Problem |
Return every line of the rows below that contains the string "roof".

--- begin Dataset content ---

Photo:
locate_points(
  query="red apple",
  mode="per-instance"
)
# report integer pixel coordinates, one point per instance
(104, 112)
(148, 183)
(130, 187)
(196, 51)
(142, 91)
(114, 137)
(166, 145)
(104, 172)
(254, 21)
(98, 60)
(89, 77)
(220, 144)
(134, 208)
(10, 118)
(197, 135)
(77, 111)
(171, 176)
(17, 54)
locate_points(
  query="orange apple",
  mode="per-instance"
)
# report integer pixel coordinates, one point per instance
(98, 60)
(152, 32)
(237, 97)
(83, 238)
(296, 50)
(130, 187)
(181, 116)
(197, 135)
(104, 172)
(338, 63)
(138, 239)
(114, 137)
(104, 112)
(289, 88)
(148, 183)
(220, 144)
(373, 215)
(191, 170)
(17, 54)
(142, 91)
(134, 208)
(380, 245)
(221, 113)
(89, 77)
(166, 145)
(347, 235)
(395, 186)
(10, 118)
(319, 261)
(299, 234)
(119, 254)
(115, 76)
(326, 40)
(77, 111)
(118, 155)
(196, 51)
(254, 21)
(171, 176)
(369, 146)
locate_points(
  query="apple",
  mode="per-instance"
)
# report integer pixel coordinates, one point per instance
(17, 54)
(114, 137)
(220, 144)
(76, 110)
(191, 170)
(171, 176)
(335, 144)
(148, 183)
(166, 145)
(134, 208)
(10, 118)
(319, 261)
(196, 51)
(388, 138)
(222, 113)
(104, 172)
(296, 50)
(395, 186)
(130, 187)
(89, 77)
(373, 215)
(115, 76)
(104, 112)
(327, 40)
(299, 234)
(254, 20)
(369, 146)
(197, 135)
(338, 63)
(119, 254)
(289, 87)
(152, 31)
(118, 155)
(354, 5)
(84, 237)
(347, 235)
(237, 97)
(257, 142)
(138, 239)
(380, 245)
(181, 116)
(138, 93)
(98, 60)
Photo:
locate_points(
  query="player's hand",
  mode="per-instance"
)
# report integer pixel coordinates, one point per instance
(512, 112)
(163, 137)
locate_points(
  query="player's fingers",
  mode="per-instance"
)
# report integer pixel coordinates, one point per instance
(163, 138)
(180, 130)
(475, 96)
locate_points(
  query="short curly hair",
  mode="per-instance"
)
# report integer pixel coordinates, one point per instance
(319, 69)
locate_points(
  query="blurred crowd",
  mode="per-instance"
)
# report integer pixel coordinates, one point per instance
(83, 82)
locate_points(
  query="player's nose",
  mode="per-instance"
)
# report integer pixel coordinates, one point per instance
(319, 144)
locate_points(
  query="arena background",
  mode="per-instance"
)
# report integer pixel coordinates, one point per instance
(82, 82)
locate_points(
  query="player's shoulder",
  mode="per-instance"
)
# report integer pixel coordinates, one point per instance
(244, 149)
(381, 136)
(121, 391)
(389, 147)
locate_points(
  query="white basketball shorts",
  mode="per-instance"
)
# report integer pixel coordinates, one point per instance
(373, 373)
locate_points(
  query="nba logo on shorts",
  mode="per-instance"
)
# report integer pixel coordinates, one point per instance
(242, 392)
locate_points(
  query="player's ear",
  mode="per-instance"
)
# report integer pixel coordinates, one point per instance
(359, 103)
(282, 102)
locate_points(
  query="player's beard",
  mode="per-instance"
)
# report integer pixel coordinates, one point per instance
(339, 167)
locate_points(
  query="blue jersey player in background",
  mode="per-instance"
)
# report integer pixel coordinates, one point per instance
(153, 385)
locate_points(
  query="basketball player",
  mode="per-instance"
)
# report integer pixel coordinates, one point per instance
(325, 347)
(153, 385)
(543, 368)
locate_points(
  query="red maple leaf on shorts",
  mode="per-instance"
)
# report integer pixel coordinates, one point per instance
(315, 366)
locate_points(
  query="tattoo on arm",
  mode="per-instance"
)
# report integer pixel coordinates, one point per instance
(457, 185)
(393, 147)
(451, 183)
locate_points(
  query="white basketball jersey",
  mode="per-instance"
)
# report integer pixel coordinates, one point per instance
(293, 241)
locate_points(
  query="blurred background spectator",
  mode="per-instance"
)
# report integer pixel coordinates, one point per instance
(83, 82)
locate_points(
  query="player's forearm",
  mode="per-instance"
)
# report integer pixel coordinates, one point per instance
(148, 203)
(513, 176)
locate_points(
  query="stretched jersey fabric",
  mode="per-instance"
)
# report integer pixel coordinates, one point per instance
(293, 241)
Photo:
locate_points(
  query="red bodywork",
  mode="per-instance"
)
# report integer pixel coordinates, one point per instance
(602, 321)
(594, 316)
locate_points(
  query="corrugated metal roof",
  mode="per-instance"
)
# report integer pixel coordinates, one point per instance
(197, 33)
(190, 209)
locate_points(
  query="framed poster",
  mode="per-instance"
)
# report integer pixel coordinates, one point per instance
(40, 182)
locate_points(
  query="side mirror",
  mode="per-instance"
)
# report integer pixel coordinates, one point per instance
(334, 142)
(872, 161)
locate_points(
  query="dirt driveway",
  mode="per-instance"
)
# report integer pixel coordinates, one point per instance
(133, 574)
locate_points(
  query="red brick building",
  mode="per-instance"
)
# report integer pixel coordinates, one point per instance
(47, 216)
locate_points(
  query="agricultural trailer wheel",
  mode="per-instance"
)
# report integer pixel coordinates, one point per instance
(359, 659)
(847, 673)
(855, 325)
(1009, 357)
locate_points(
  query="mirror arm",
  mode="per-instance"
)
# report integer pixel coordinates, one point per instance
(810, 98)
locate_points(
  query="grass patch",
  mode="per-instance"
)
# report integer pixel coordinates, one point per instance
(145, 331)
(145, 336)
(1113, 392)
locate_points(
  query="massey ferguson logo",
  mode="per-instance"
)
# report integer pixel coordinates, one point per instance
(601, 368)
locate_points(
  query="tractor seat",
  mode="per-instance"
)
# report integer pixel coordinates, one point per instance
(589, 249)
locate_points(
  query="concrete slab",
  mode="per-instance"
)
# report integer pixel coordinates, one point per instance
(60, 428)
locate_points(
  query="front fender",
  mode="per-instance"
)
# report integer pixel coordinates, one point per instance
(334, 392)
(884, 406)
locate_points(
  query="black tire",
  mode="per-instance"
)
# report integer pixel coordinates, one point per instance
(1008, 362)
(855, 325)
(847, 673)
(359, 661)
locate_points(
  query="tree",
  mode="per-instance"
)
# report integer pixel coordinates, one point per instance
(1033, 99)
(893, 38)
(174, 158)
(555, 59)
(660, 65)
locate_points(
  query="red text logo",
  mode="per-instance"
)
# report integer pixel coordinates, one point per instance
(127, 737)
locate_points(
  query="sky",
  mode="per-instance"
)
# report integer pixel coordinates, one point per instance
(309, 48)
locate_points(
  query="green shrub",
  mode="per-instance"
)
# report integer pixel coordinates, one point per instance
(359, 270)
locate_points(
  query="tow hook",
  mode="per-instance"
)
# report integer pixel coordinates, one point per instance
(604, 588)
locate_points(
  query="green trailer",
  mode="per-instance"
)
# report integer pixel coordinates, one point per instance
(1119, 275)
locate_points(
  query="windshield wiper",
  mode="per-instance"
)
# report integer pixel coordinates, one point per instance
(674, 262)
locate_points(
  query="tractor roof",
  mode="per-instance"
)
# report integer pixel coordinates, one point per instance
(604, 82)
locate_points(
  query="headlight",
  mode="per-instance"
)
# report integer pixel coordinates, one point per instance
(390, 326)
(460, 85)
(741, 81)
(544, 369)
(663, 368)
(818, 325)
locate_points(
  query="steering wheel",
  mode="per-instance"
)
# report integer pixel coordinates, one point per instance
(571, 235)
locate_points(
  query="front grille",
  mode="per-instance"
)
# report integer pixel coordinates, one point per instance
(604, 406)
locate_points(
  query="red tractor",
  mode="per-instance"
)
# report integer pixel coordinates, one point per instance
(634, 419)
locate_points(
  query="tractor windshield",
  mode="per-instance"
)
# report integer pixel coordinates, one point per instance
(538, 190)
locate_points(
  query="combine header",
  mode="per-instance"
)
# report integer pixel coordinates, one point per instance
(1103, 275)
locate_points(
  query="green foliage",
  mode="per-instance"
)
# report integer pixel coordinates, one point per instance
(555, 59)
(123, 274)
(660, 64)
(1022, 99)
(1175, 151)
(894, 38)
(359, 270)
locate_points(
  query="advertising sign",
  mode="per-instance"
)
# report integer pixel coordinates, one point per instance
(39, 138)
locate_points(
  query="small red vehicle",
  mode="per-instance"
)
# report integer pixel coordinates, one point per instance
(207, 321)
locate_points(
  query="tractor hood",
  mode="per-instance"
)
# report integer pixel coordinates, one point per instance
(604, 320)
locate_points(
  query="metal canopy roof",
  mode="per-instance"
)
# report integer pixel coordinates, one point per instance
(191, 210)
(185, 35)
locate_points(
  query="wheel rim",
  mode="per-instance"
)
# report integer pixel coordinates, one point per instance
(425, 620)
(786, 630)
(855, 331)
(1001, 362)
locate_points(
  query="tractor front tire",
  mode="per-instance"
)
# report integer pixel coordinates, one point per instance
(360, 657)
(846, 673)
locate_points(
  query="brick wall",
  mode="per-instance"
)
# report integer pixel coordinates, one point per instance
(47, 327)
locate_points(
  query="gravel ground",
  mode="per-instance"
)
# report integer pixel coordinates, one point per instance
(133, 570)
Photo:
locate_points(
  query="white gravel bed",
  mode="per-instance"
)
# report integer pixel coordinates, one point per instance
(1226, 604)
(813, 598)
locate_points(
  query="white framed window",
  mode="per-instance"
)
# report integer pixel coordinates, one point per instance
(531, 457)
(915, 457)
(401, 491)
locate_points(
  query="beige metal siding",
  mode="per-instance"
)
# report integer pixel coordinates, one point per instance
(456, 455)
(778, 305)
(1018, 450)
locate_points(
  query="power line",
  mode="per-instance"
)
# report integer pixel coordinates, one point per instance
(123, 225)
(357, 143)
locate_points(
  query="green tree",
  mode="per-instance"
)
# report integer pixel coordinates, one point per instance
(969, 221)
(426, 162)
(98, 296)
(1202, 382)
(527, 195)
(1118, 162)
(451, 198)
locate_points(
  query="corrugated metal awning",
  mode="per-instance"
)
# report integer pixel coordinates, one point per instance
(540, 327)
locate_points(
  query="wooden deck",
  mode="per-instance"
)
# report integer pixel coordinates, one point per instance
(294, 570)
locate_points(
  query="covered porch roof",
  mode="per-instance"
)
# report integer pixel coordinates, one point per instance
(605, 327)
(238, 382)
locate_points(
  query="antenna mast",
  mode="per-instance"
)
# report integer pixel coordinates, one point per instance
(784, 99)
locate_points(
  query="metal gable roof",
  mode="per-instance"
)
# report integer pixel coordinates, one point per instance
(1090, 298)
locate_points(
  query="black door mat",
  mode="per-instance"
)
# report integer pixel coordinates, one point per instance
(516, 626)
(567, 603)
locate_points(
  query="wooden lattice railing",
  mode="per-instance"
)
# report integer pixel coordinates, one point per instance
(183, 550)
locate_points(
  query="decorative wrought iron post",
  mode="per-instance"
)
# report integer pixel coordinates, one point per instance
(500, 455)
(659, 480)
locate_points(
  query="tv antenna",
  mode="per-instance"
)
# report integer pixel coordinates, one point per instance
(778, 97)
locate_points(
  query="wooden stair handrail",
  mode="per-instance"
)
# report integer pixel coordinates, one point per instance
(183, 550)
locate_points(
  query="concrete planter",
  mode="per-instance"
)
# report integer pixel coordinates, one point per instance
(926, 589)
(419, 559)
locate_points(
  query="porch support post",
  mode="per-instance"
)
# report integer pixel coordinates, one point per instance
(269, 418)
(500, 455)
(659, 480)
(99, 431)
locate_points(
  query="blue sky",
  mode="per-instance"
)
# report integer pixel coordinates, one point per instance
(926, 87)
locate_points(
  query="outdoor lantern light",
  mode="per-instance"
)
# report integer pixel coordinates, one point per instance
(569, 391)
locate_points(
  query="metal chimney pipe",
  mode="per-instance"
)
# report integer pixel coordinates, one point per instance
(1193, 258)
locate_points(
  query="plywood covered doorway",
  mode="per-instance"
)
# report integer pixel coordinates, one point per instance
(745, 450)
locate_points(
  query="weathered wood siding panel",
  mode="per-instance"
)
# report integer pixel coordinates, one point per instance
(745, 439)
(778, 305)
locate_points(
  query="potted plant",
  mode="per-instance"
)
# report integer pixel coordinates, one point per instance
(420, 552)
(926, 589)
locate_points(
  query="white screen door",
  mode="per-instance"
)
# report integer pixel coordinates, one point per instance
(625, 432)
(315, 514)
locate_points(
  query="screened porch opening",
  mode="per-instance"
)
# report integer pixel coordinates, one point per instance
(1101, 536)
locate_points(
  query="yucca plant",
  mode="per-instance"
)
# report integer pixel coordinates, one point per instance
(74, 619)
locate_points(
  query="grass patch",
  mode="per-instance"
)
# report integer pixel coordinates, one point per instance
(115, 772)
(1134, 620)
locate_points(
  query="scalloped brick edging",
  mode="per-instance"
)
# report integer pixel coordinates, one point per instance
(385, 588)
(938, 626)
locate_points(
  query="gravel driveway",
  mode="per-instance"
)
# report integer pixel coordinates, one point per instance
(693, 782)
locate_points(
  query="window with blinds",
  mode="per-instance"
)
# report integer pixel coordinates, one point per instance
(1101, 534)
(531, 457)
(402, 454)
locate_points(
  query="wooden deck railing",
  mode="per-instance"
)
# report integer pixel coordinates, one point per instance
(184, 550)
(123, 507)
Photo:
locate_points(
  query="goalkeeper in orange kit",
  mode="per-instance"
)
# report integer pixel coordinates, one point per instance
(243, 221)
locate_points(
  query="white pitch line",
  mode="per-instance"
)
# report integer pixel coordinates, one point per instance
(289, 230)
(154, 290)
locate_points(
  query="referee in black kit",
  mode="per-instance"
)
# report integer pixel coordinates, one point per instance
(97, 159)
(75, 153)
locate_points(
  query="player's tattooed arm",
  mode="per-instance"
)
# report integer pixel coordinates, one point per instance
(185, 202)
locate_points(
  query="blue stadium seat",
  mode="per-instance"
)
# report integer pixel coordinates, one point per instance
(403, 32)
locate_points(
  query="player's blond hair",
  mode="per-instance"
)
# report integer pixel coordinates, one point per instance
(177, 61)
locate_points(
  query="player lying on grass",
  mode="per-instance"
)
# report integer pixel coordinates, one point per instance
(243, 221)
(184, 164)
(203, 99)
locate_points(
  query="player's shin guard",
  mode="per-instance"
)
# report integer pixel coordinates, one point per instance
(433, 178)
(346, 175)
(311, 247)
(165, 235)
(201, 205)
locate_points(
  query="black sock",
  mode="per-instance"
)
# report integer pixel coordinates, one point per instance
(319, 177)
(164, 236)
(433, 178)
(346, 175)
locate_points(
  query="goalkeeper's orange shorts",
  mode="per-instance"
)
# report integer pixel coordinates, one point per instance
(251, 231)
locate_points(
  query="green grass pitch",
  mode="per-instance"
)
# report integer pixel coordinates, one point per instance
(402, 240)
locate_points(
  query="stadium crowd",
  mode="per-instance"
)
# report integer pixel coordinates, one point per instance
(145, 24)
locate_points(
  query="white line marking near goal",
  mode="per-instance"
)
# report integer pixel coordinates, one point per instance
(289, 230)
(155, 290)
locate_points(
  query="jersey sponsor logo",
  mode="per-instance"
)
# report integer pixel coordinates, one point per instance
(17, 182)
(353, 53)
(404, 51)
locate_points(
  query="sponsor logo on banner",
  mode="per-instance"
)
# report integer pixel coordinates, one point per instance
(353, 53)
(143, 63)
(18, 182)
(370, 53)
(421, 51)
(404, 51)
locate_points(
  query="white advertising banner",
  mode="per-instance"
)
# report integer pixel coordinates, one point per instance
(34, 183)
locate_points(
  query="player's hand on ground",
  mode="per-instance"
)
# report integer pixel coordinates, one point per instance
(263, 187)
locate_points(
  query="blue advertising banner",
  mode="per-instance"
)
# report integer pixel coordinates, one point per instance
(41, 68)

--- end Dataset content ---

Exercise result |
  query="corrugated metal roof",
  query="tractor roof",
  query="metal canopy roof",
  query="covered porch roof",
  query="metal gable roof",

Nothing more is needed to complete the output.